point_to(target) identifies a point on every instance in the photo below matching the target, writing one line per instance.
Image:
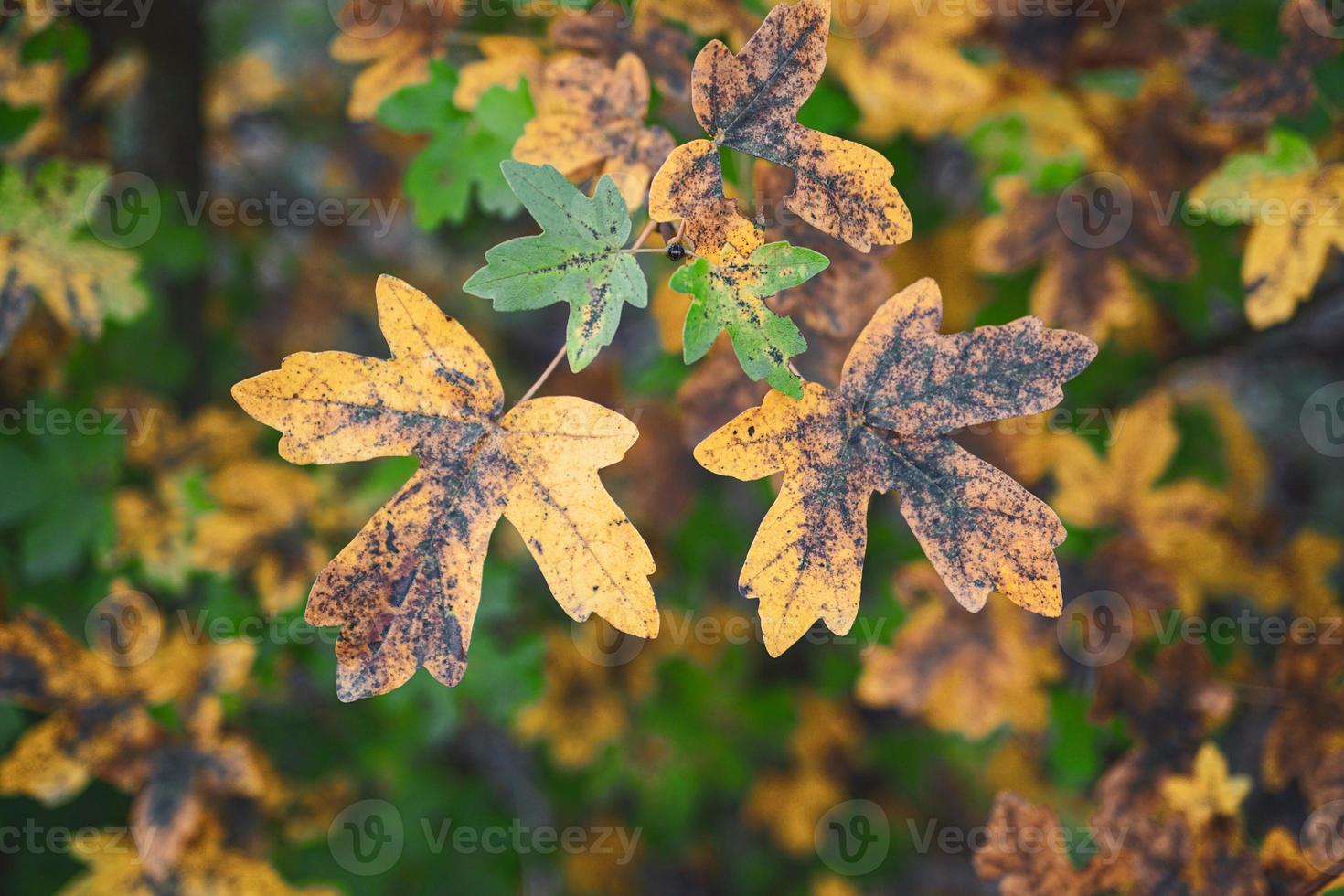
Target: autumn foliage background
(1187, 709)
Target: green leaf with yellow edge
(45, 252)
(731, 297)
(580, 258)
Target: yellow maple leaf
(750, 102)
(903, 389)
(1209, 792)
(591, 121)
(405, 590)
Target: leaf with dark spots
(409, 602)
(750, 102)
(580, 258)
(730, 297)
(903, 389)
(591, 121)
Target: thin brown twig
(644, 235)
(546, 375)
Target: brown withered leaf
(750, 102)
(1026, 855)
(1160, 134)
(707, 17)
(260, 524)
(608, 32)
(591, 123)
(1272, 89)
(208, 867)
(581, 710)
(937, 663)
(907, 74)
(1081, 286)
(1307, 729)
(905, 387)
(715, 391)
(837, 301)
(405, 590)
(96, 712)
(398, 57)
(99, 723)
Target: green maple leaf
(580, 258)
(731, 297)
(46, 252)
(464, 151)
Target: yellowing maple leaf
(1083, 288)
(1209, 792)
(43, 255)
(750, 102)
(591, 121)
(397, 58)
(905, 387)
(909, 73)
(580, 712)
(1178, 523)
(937, 661)
(507, 60)
(1293, 206)
(405, 590)
(1026, 858)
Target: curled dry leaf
(591, 121)
(750, 102)
(1026, 855)
(1081, 286)
(1273, 89)
(937, 661)
(405, 590)
(909, 74)
(903, 389)
(608, 32)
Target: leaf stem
(644, 235)
(546, 375)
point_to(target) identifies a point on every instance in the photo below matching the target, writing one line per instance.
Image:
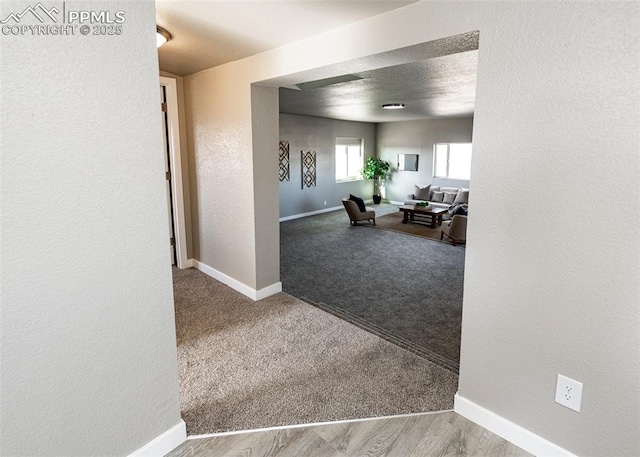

———

→ **The task**: Reproduce all the records verbatim, excluding images.

→ **Written response**:
point_to(target) identifies a point on every instance in the photo below matching the target, writing one line per instance.
Image:
Target: autumn foliage background
(1187, 709)
Target: green leaf with yellow edge
(45, 252)
(731, 297)
(580, 258)
Target: yellow maple leaf
(750, 102)
(903, 389)
(1209, 792)
(591, 121)
(405, 590)
Target: leaf with dark spots
(409, 602)
(750, 102)
(580, 258)
(730, 297)
(903, 389)
(591, 121)
Target: thin brown twig
(644, 235)
(546, 375)
Target: brown withered leaf
(750, 102)
(1026, 855)
(1160, 134)
(707, 17)
(260, 524)
(608, 32)
(591, 123)
(1272, 89)
(208, 867)
(581, 710)
(937, 663)
(907, 74)
(1081, 286)
(1307, 729)
(905, 387)
(715, 391)
(837, 301)
(405, 590)
(96, 712)
(398, 57)
(99, 723)
Target: green maple leaf
(580, 258)
(731, 297)
(46, 252)
(464, 151)
Target: yellowing maple leaf
(1083, 288)
(1209, 792)
(43, 255)
(750, 102)
(591, 121)
(397, 58)
(905, 387)
(909, 73)
(580, 712)
(1178, 523)
(937, 661)
(507, 60)
(1293, 206)
(405, 590)
(1026, 858)
Target: curled dry leaf
(591, 121)
(750, 102)
(1026, 855)
(1081, 286)
(1273, 89)
(937, 661)
(405, 590)
(909, 74)
(903, 389)
(608, 32)
Target: leaf stem
(644, 235)
(546, 375)
point_to(target) identifies a point on every instance in the photo below matching the target, writing one line per instance.
Image:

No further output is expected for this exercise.